What you need to do:
Word for word, print each line of the listing below; pictures stay out.

Extracted records:

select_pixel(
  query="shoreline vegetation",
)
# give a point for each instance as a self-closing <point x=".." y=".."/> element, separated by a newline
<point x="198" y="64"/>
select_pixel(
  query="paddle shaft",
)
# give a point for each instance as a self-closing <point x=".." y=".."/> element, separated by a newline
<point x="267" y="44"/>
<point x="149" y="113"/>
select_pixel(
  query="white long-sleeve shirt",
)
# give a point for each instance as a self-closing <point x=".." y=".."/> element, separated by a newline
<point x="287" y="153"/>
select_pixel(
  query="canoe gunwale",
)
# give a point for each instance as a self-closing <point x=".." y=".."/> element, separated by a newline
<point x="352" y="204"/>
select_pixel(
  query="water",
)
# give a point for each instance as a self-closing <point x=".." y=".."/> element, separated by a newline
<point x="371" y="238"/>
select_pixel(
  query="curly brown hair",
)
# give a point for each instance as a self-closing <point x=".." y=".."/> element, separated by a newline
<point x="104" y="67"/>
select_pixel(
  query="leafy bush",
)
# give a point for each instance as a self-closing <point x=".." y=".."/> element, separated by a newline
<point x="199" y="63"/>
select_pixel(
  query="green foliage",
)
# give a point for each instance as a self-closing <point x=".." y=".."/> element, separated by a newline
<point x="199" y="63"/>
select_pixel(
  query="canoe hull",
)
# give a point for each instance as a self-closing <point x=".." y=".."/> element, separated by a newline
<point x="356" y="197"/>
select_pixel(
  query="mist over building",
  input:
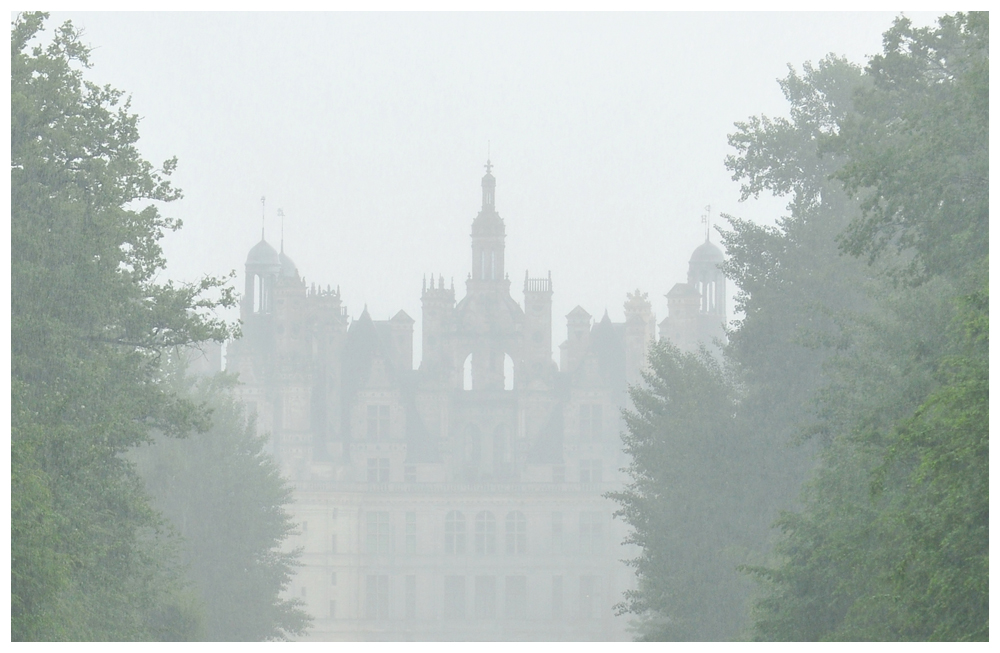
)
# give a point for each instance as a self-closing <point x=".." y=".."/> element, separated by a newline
<point x="461" y="500"/>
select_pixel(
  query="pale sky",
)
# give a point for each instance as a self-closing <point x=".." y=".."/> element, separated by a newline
<point x="607" y="133"/>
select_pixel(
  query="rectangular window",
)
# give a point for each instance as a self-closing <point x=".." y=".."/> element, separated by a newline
<point x="411" y="597"/>
<point x="411" y="533"/>
<point x="378" y="470"/>
<point x="516" y="597"/>
<point x="590" y="471"/>
<point x="378" y="533"/>
<point x="486" y="597"/>
<point x="454" y="597"/>
<point x="587" y="587"/>
<point x="377" y="596"/>
<point x="590" y="422"/>
<point x="378" y="423"/>
<point x="591" y="532"/>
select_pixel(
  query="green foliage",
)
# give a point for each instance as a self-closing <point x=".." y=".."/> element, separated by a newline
<point x="892" y="540"/>
<point x="923" y="177"/>
<point x="864" y="338"/>
<point x="226" y="499"/>
<point x="89" y="559"/>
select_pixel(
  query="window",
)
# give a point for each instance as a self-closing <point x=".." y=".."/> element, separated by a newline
<point x="454" y="597"/>
<point x="557" y="597"/>
<point x="411" y="533"/>
<point x="558" y="544"/>
<point x="517" y="533"/>
<point x="378" y="470"/>
<point x="516" y="597"/>
<point x="486" y="597"/>
<point x="486" y="533"/>
<point x="377" y="596"/>
<point x="590" y="471"/>
<point x="588" y="596"/>
<point x="590" y="422"/>
<point x="411" y="597"/>
<point x="378" y="533"/>
<point x="454" y="533"/>
<point x="591" y="532"/>
<point x="378" y="423"/>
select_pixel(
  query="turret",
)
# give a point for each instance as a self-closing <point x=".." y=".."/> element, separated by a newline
<point x="438" y="303"/>
<point x="577" y="338"/>
<point x="488" y="236"/>
<point x="537" y="345"/>
<point x="640" y="329"/>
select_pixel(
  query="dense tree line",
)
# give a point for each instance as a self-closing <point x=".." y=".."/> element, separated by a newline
<point x="828" y="480"/>
<point x="91" y="327"/>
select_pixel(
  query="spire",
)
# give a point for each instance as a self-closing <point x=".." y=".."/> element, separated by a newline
<point x="262" y="200"/>
<point x="489" y="186"/>
<point x="281" y="214"/>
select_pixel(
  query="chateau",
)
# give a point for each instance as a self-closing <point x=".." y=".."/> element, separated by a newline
<point x="461" y="500"/>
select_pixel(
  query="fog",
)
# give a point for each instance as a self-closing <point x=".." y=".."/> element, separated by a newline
<point x="370" y="132"/>
<point x="450" y="475"/>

Result of this task:
select_pixel(
  query="shoreline vegetation",
)
# give a point for each instance as a self-closing <point x=".." y=".."/> element, separated by a newline
<point x="198" y="64"/>
select_pixel(
  query="paddle shaft",
)
# give a point for each instance as a self-closing <point x=".." y=".."/> element, separated by a newline
<point x="267" y="44"/>
<point x="149" y="113"/>
select_pixel(
  query="white long-sleeve shirt",
)
# give a point for each instance as a self-closing <point x=".." y=".."/> element, separated by a newline
<point x="287" y="153"/>
select_pixel(
  query="canoe gunwale",
)
# give a point for each instance as a self-closing <point x=".." y=".."/> element, separated by a newline
<point x="352" y="204"/>
select_pixel(
  query="water",
)
# give a point for each instance as a self-closing <point x=".." y=".."/> element, separated by a newline
<point x="371" y="238"/>
select_pixel(
  query="curly brown hair",
)
# give a point for each instance as a self-closing <point x=".." y=".."/> element, separated by a newline
<point x="104" y="67"/>
select_pixel(
  query="leafy bush",
)
# give a point for each instance as a self-closing <point x=".." y=".."/> element, separated by a newline
<point x="199" y="63"/>
select_pixel(
  query="green foliage",
)
# give a point for each instance as a self-closing <point x=".." y=".."/> element, separated by a newline
<point x="199" y="63"/>
select_pixel(
  query="canoe hull",
)
# give a point for each instance as a self-closing <point x=".." y=".."/> element, separated by a newline
<point x="356" y="197"/>
select_pixel(
  query="mist over building",
  input:
)
# give a point for each instance as a self-closing <point x=".." y=".."/> element, separated by a newline
<point x="461" y="500"/>
select_pixel(
  query="pale sky",
)
# give a point for each instance as a self-closing <point x=".." y=".."/> element, separated by a newline
<point x="607" y="133"/>
select_pixel(
  query="rectangular window",
)
# give a point for each instance as a self-closing <point x=".." y=".."/> element, separated by a newline
<point x="411" y="597"/>
<point x="411" y="533"/>
<point x="378" y="470"/>
<point x="516" y="597"/>
<point x="590" y="471"/>
<point x="378" y="533"/>
<point x="486" y="597"/>
<point x="454" y="597"/>
<point x="587" y="587"/>
<point x="377" y="596"/>
<point x="590" y="422"/>
<point x="378" y="423"/>
<point x="591" y="532"/>
select_pixel(
  query="green foliage",
)
# give a point for each instance as a self-closing <point x=".." y=".."/> element, separated by a newline
<point x="892" y="540"/>
<point x="923" y="177"/>
<point x="864" y="338"/>
<point x="226" y="499"/>
<point x="89" y="559"/>
select_pixel(
  query="window",
)
# give a point for each instance as a self-closing <point x=".." y=".."/> element, separated by a newline
<point x="454" y="597"/>
<point x="557" y="597"/>
<point x="411" y="533"/>
<point x="558" y="544"/>
<point x="517" y="533"/>
<point x="378" y="470"/>
<point x="516" y="597"/>
<point x="486" y="597"/>
<point x="486" y="533"/>
<point x="377" y="596"/>
<point x="590" y="471"/>
<point x="588" y="596"/>
<point x="590" y="422"/>
<point x="411" y="597"/>
<point x="378" y="533"/>
<point x="454" y="533"/>
<point x="591" y="532"/>
<point x="378" y="423"/>
select_pixel(
  query="turret",
)
# give a point for each instance as a self-closing <point x=".." y=".."/> element, separated by a newline
<point x="438" y="303"/>
<point x="577" y="338"/>
<point x="488" y="236"/>
<point x="537" y="345"/>
<point x="640" y="329"/>
select_pixel(
  query="dense tree line",
)
# give a point for each instance as a self-closing <point x=".." y=".."/> element, separated by a newline
<point x="828" y="480"/>
<point x="91" y="327"/>
select_pixel(
  query="spire",
)
# give a point for each instance as a self-closing <point x=".." y=".."/> element, separated by a newline
<point x="262" y="200"/>
<point x="489" y="186"/>
<point x="281" y="214"/>
select_pixel(
  query="chateau",
)
# give a point for each instance as a self-closing <point x=".." y=".."/> element, separated by a newline
<point x="461" y="500"/>
select_pixel(
  query="fog",
)
# give a point for each instance as a self-closing <point x=".." y=".."/> element, separated by a newline
<point x="370" y="132"/>
<point x="450" y="475"/>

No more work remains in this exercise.